___ Text excerpt ___
The Hidden Risks of AI Adoption in Sports
- Troy Flanagan
- Apr 29
- 3 min read

A few years ago, I sat in a room listening to a group of prominent data scientists lay out the future of AI in business. I’ll admit it, I thought I knew exactly how to build a winning AI setup. Collect as much data as possible, plug it into some smart models, build a few slick dashboards, and wait for the magic to happen. I couldn’t have been more wrong.
What I didn’t realize at the time, and what so many teams still miss today, is that AI isn’t magic. It’s not a shortcut. And if you set it up wrong, it can do more harm than good. It can bury you under bad data, point you toward the wrong decisions, and waste years of time and millions of dollars.
The teams that actually succeed with AI don’t start with data. They start with decisions. The first thing you need to get right is crystal clarity on the questions you’re trying to answer. Not just today, but five years from now. Without clear questions guiding everything, you’re just hoarding data for the sake of it. And in a field as competitive and time-sensitive as professional sports, that’s a death sentence.
Building the right infrastructure is the next critical piece. At the time, there was still some debate about whether cloud systems were the future. That debate is over. If you’re serious about using AI at scale across performance departments, medical teams, front offices, and scouting networks, cloud platforms aren’t just a nice-to-have; they’re essential. Cloud gives you the speed, security, and flexibility you simply can’t match on a local server. AI needs room to breathe and grow, and only cloud-based systems can deliver that.
___ Data excerpts ___
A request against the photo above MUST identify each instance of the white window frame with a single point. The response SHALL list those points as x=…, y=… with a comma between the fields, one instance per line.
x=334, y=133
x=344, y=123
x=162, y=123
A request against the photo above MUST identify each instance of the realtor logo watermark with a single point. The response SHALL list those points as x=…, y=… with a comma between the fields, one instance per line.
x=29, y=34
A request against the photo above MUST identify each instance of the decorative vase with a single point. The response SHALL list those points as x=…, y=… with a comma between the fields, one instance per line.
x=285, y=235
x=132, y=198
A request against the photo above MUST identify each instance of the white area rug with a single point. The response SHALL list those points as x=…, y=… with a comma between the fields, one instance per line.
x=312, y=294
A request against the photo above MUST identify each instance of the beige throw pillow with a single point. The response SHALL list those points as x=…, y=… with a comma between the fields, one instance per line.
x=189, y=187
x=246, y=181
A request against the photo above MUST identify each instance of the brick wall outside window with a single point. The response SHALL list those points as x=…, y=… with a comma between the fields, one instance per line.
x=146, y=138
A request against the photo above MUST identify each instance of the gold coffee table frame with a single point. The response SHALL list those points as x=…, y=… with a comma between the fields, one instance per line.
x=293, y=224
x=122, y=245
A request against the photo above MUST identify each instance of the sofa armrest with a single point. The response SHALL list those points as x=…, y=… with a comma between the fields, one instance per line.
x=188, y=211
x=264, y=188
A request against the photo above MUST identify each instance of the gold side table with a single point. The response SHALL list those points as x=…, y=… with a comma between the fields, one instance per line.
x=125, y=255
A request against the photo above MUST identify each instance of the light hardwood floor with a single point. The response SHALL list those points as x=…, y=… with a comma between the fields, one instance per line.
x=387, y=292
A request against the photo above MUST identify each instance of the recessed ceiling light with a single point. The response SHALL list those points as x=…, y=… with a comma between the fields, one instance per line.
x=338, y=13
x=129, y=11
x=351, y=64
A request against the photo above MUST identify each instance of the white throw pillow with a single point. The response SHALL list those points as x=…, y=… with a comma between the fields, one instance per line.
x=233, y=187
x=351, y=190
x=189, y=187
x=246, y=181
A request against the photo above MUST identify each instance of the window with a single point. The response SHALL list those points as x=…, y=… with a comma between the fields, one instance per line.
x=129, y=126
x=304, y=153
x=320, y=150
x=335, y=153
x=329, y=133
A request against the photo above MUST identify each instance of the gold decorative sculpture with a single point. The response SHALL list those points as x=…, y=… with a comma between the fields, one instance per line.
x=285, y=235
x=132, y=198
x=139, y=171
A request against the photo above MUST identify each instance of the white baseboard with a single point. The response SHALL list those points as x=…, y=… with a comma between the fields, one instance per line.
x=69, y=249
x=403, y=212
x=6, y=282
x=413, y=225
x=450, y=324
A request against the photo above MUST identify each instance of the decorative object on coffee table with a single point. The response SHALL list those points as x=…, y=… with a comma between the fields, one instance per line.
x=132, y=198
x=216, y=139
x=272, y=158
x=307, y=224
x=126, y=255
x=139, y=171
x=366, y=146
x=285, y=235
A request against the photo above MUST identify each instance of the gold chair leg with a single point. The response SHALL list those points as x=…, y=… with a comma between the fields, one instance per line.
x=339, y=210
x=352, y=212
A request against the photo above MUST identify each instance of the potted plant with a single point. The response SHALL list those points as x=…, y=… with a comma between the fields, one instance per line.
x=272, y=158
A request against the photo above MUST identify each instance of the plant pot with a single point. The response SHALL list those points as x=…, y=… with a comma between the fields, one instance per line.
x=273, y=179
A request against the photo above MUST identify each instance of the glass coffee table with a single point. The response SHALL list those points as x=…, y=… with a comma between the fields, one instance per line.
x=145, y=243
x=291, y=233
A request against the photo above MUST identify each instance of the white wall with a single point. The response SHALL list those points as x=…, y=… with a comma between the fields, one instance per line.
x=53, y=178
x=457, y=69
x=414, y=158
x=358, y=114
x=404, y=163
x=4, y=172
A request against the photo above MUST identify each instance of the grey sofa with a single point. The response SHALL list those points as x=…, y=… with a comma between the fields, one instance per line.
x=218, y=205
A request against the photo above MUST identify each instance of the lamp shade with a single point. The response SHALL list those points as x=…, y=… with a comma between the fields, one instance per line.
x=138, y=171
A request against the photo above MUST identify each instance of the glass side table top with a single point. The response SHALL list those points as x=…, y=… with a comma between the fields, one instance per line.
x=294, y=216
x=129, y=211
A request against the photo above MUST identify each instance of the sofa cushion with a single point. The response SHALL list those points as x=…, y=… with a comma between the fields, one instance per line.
___
**Tasks to complete**
1) Answer these questions from the article on AI in sports:
(a) How long does the article say it takes to read?
(b) According to the article, what do the teams that succeed with AI start with?
(c) What three things does the article say cloud gives you that a local server can't match?
2) Translate this sentence from the article on AI in sports into Spanish: "The teams that actually succeed with AI don’t start with data."
3) Return the stretch of the article on AI in sports from "The teams that" through "a death sentence.", copied with no changes.
None of these entries has any bearing on what is asked here.

**Answers to the exercise**
1)
(a) 3 minutes.
(b) Decisions.
(c) Speed, security, and flexibility.

2) Los equipos que realmente tienen éxito con la IA no empiezan con los datos.

3)
The teams that actually succeed with AI don’t start with data. They start with decisions. The first thing you need to get right is crystal clarity on the questions you’re trying to answer. Not just today, but five years from now. Without clear questions guiding everything, you’re just hoarding data for the sake of it. And in a field as competitive and time-sensitive as professional sports, that’s a death sentence.